* Stated goal A
From the GSoC progress post, list every file the writer reports having extracted information from.
* Stated goal B
In the GSoC progress post, take the passage that starts at the words "That’s all folks!" and ends after "2 weeks ago)", and reproduce it with "progress" changed to "work".
* Stated goal C
Does the GSoC progress post support each statement below? Answer yes or no for each, quoting the words of the post that settle it.
(i) The writer took the Travis builds for OSX out of the configuration.
(ii) The post was published on a Monday.
(iii) CircleCI was left out of the coala-quickstart repository.
* begin Source text *
So after the first two weeks, I was able to set up a basic structure and CI system for my upcoming Tasks.
That’s all folks! Stay tuned for more updates…
GSoC Phase 1 Final Week
Published on: 23 Jun 2017, Fri
Hey everyone! I hope you all are having a fantastic summer. The first phase of my GSoC project is about to end, and I’ll be soon filling up my evaluation. In this post, I’ll summarize my progress (like I’ve been doing in all my previous posts :p). Okay so here it goes.
TLDR;
Here’s my progress since my last blog post (almost 2 weeks ago)
- Reiterated on Appveyor and Travis PRs and got them merged.
- Went through multiple iterations of my Info Extraction framework’s PR, implemented some new cool features and got the PR merged : tada:
- Extracted information from the files:
package.json
Gemfile
.editorconfig
What’s next?
Phase 2, obviously! :P
As I pulled the Continuous Integration tasks from Phase 3 of my proposal to Phase 1, I had to push some of the tasks as stretch goals. I and my mentors will be discussing the future tasks to pursue in the upcoming weekly meeting, and we’ll adjust the timeline accordingly (don’t worry I’ll update everyone once we finalize the tasks :P)
The next Phase will majorly involve utilizing the information that I’ve been able to extract via my Info Extraction framework. It’s gonna be slightly tight as I’ve my campus placements upcoming (damn yes! days of anxiety are near) and I’ll have to prepare for them as well (fingers crossed :))
A deeper dive into my work
These two weeks, I underwent multiple iterations of my previous week’s work until they were in perfect shape (Oh yes, getting the code merged is much more exhausting than writing the code).
Travis and Appveyor
Finally, I was able to figure out the mysteries of Travis, CircleCI, and Appveyor. Now we have Travis, Circle CI, and Appveyor integrated into the coala-quickstart
repository. This is a very useful step as I’ll be able to make sure my solution works flawlessly across different Operating Systems.
Here’s how the tree looks like now
I remember when I joined this Open Source world I used to consider these CI checks as “annoying mystery systems”:sweat_smile:, but later I realized their importance and appreciate the services they offer for free to the open source projects.
It was disappointing the Travis builds for OSX took a crazy long time to start and I eventually ending up removing them from the configuration. I’m planning to try some other CI service for OSX if I finish early with my GSoC tasks.
Special thanks to John (@jayvdb) for helping me out with all this.
The Information Extraction Framework
After making several iterations to my basic version of cEP-0009, we ended up with a pretty robust module with some cool features, one of them being the “type signature” based information value validation. If you are wondering what that means, let me demonstrate with some examples:
def assert_type_signature(value, type_signature, argname):
"""
Validates the value with the type_signature recursively. The type
signature is either a single type object, or a collection of type
objects or allowed values or type signatures.
>>> assert_type_signature(3, int, "var")
True
>>> assert_type_signature(3, (3,), "var")
True
>>> assert_type_signature([3,4], ([int],), "var")
True
>>> assert_type_signature([3.0 ,4], ([int, float],), "var")
True
>>> assert_type_signature([3,4], ([1, 2, 3, 4],), "var")
True
>>> assert_type_signature(["foo", 420], [[str, int]], "var")
* end Source text *
* begin Data supplied *
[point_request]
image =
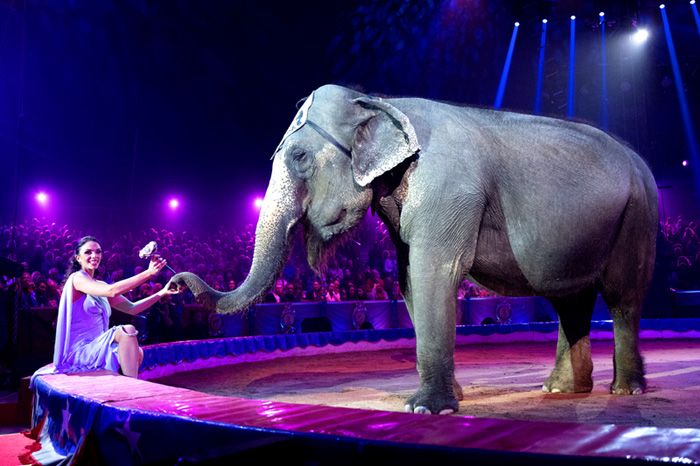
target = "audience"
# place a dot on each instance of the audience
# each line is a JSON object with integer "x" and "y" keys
{"x": 223, "y": 258}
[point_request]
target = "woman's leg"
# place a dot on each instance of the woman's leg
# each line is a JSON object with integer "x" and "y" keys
{"x": 129, "y": 353}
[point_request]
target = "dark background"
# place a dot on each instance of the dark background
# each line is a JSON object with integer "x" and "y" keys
{"x": 112, "y": 106}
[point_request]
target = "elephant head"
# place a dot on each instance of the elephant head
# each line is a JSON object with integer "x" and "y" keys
{"x": 322, "y": 170}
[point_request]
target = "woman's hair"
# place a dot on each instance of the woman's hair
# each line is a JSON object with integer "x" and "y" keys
{"x": 73, "y": 265}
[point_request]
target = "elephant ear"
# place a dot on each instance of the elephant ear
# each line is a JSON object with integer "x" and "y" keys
{"x": 383, "y": 139}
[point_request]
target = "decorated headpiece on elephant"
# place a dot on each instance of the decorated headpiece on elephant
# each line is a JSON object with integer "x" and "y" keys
{"x": 524, "y": 205}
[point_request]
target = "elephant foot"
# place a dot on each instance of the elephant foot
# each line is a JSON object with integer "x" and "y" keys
{"x": 432, "y": 402}
{"x": 459, "y": 394}
{"x": 557, "y": 383}
{"x": 632, "y": 387}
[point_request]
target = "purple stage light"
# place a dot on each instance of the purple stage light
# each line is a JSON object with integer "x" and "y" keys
{"x": 42, "y": 198}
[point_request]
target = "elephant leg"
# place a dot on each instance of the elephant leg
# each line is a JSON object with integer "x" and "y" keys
{"x": 574, "y": 365}
{"x": 624, "y": 286}
{"x": 432, "y": 304}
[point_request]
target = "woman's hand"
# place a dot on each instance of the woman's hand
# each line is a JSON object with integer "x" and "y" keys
{"x": 170, "y": 288}
{"x": 156, "y": 265}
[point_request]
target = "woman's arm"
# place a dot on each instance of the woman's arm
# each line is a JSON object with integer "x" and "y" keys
{"x": 120, "y": 303}
{"x": 88, "y": 285}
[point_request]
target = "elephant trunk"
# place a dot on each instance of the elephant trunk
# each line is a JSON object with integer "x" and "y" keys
{"x": 281, "y": 210}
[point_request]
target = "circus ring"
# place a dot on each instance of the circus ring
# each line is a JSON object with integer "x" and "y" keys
{"x": 102, "y": 418}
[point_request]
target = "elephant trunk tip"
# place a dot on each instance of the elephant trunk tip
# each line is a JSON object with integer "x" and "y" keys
{"x": 203, "y": 293}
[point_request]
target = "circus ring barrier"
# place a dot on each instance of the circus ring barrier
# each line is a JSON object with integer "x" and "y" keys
{"x": 103, "y": 418}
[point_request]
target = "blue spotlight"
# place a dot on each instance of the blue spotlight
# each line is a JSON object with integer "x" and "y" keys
{"x": 506, "y": 68}
{"x": 685, "y": 113}
{"x": 572, "y": 61}
{"x": 694, "y": 7}
{"x": 603, "y": 76}
{"x": 540, "y": 69}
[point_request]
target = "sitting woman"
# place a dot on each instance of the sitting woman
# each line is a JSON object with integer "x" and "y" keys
{"x": 84, "y": 340}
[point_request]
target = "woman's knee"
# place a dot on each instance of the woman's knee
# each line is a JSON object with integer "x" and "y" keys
{"x": 130, "y": 330}
{"x": 126, "y": 335}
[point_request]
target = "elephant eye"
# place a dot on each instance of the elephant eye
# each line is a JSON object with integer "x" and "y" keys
{"x": 298, "y": 155}
{"x": 300, "y": 161}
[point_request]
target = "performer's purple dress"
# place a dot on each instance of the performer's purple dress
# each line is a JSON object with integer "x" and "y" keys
{"x": 84, "y": 341}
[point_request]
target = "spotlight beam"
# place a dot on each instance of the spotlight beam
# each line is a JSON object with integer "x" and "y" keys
{"x": 540, "y": 69}
{"x": 572, "y": 61}
{"x": 603, "y": 76}
{"x": 694, "y": 7}
{"x": 685, "y": 112}
{"x": 506, "y": 68}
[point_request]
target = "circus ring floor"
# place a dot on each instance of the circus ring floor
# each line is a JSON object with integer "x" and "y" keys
{"x": 336, "y": 398}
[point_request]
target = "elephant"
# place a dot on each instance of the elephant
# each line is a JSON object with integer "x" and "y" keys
{"x": 523, "y": 205}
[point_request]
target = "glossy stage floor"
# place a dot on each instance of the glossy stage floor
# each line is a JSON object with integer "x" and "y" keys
{"x": 337, "y": 398}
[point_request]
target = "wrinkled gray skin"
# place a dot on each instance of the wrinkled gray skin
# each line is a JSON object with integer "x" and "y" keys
{"x": 524, "y": 205}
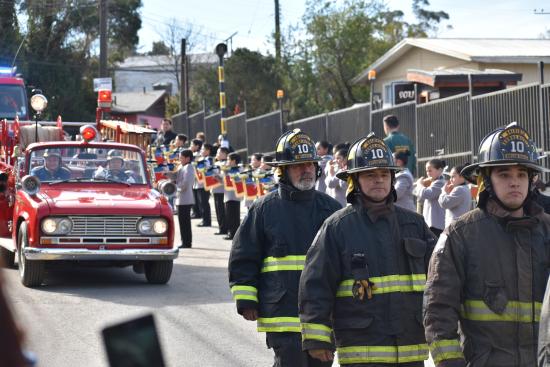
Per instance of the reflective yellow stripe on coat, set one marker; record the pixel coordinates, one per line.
(445, 349)
(316, 332)
(291, 262)
(383, 354)
(387, 284)
(244, 292)
(279, 324)
(515, 311)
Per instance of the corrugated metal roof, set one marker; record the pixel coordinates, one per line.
(487, 50)
(163, 62)
(463, 71)
(133, 102)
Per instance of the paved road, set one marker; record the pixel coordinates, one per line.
(195, 315)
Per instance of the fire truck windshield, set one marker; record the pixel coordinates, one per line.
(13, 102)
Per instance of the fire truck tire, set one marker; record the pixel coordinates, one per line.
(158, 272)
(7, 258)
(30, 271)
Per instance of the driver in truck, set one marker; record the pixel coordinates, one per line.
(52, 169)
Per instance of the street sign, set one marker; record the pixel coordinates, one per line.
(103, 83)
(403, 92)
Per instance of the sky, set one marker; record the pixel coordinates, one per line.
(253, 21)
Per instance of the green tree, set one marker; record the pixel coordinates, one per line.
(342, 39)
(159, 48)
(428, 20)
(10, 37)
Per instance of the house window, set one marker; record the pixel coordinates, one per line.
(388, 95)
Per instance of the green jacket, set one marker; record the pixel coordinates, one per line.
(398, 142)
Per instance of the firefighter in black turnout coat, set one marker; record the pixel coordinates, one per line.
(270, 245)
(361, 287)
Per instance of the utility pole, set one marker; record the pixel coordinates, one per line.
(103, 39)
(277, 32)
(184, 85)
(230, 41)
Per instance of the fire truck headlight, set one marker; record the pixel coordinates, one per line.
(58, 226)
(160, 226)
(49, 225)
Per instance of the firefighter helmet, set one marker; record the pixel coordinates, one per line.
(52, 153)
(294, 147)
(366, 154)
(503, 147)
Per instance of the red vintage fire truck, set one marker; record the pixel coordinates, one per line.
(13, 96)
(82, 201)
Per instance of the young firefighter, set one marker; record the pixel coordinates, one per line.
(269, 249)
(361, 287)
(488, 272)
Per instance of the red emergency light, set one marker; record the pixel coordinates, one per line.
(104, 98)
(88, 133)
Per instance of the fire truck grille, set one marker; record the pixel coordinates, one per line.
(104, 226)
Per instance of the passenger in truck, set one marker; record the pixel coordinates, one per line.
(115, 168)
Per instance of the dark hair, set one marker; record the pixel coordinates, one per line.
(339, 146)
(234, 157)
(437, 163)
(187, 153)
(201, 136)
(391, 120)
(258, 156)
(324, 144)
(197, 142)
(402, 156)
(460, 167)
(343, 152)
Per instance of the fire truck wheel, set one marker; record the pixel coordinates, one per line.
(7, 258)
(31, 271)
(158, 272)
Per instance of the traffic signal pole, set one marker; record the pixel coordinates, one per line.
(221, 50)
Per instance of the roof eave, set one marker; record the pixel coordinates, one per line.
(378, 65)
(511, 59)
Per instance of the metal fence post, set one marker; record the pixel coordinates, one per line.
(471, 105)
(248, 152)
(416, 140)
(541, 107)
(326, 127)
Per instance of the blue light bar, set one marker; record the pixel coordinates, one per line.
(7, 71)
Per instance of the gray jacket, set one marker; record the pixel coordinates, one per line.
(336, 189)
(403, 187)
(320, 184)
(456, 203)
(184, 181)
(433, 213)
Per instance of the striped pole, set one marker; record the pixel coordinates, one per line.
(221, 49)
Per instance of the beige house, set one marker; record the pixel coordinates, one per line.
(520, 56)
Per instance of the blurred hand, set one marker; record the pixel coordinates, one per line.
(250, 314)
(324, 355)
(426, 182)
(449, 187)
(332, 168)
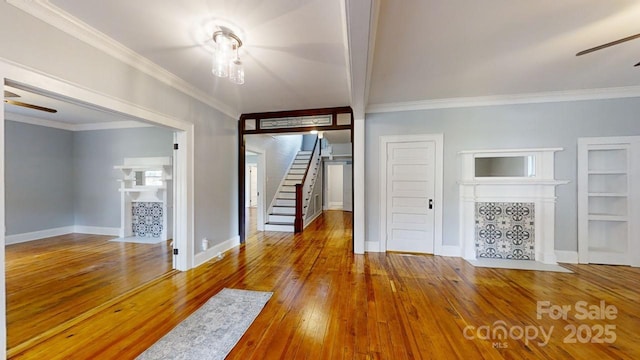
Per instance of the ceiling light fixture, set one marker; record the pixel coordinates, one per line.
(226, 61)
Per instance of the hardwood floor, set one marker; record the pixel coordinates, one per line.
(329, 303)
(53, 281)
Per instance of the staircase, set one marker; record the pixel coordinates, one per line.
(283, 212)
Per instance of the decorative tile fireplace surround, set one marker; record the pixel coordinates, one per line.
(505, 230)
(507, 204)
(146, 194)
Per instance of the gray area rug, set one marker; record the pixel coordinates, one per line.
(213, 330)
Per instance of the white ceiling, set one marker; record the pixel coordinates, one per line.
(293, 52)
(306, 53)
(70, 114)
(441, 49)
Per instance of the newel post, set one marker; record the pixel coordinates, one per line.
(298, 222)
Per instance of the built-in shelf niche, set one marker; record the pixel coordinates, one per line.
(608, 200)
(146, 180)
(532, 182)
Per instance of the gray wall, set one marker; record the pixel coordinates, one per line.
(308, 140)
(57, 178)
(279, 152)
(38, 178)
(502, 127)
(96, 195)
(44, 48)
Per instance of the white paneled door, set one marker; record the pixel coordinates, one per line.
(410, 195)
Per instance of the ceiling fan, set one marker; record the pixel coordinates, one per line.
(8, 95)
(603, 46)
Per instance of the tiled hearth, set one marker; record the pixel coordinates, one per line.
(505, 230)
(146, 219)
(511, 215)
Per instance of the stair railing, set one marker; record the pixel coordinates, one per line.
(304, 188)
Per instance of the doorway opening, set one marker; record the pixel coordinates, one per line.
(291, 198)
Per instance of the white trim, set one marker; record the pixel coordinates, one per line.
(37, 121)
(313, 218)
(127, 124)
(359, 246)
(56, 17)
(450, 250)
(3, 230)
(569, 257)
(96, 230)
(438, 140)
(184, 199)
(37, 235)
(529, 98)
(43, 234)
(260, 208)
(210, 253)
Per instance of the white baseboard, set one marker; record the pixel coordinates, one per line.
(312, 219)
(372, 246)
(36, 235)
(569, 257)
(450, 250)
(43, 234)
(213, 251)
(96, 230)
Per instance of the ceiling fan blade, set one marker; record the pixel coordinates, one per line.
(10, 94)
(30, 106)
(603, 46)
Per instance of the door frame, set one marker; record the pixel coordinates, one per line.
(438, 140)
(260, 207)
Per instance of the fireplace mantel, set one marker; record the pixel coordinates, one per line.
(534, 183)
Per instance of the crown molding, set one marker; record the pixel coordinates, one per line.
(56, 17)
(530, 98)
(74, 127)
(37, 121)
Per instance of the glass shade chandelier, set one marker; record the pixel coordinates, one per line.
(226, 61)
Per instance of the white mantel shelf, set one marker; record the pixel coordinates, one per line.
(513, 181)
(539, 188)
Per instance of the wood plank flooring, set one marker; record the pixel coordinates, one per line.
(329, 303)
(52, 281)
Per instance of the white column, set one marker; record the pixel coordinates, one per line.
(358, 187)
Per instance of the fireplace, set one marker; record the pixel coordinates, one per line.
(507, 204)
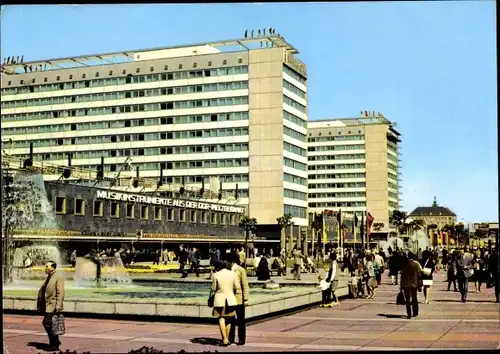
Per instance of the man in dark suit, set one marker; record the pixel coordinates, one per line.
(183, 256)
(494, 267)
(464, 272)
(50, 302)
(242, 295)
(410, 283)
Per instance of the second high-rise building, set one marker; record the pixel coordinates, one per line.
(354, 166)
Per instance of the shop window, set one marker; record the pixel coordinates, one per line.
(115, 210)
(170, 214)
(157, 213)
(60, 205)
(130, 211)
(79, 206)
(98, 208)
(144, 212)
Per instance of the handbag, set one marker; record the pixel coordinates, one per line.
(58, 327)
(400, 299)
(426, 271)
(211, 298)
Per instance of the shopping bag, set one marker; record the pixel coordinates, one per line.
(210, 301)
(400, 299)
(58, 327)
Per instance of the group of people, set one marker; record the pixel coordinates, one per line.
(229, 297)
(479, 266)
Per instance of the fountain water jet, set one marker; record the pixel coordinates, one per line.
(91, 271)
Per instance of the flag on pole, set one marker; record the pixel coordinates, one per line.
(354, 226)
(369, 222)
(362, 229)
(325, 235)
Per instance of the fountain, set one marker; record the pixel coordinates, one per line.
(25, 206)
(92, 271)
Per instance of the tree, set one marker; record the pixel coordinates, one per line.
(284, 222)
(378, 226)
(248, 224)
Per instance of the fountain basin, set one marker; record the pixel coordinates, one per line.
(165, 299)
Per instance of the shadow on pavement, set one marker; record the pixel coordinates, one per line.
(37, 345)
(458, 300)
(206, 341)
(391, 315)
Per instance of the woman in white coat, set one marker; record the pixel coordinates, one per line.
(224, 285)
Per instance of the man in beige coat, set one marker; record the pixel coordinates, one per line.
(50, 302)
(242, 294)
(411, 281)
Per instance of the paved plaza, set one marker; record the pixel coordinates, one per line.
(356, 324)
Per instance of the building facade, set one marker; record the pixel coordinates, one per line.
(434, 215)
(354, 166)
(235, 110)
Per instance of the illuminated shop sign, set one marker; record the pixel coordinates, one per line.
(136, 198)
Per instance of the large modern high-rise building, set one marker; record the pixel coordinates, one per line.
(234, 109)
(354, 166)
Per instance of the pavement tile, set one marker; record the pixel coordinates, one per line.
(465, 345)
(400, 343)
(325, 341)
(408, 336)
(471, 337)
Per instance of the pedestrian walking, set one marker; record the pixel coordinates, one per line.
(242, 296)
(464, 272)
(428, 268)
(224, 286)
(410, 284)
(50, 303)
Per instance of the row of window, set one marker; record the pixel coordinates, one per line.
(146, 152)
(294, 149)
(337, 175)
(157, 106)
(337, 185)
(183, 134)
(292, 103)
(337, 195)
(294, 134)
(336, 147)
(235, 70)
(295, 164)
(393, 195)
(294, 119)
(295, 211)
(324, 139)
(132, 211)
(336, 167)
(337, 204)
(292, 88)
(294, 75)
(127, 123)
(393, 205)
(295, 179)
(288, 193)
(225, 86)
(336, 157)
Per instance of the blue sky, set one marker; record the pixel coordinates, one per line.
(431, 67)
* end Data supplied *
* Complete answer A
package.json, Gemfile, .editorconfig

* Complete answer B
That’s all folks! Stay tuned for more updates…
GSoC Phase 1 Final Week
Published on: 23 Jun 2017, Fri
Hey everyone! I hope you all are having a fantastic summer. The first phase of my GSoC project is about to end, and I’ll be soon filling up my evaluation. In this post, I’ll summarize my work (like I’ve been doing in all my previous posts :p). Okay so here it goes.
TLDR;
Here’s my work since my last blog post (almost 2 weeks ago)

* Complete answer C
(i) Yes: "I eventually ending up removing them from the configuration."
(ii) No: "Published on: 23 Jun 2017, Fri"
(iii) No: "Now we have Travis, Circle CI, and Appveyor integrated into the coala-quickstart"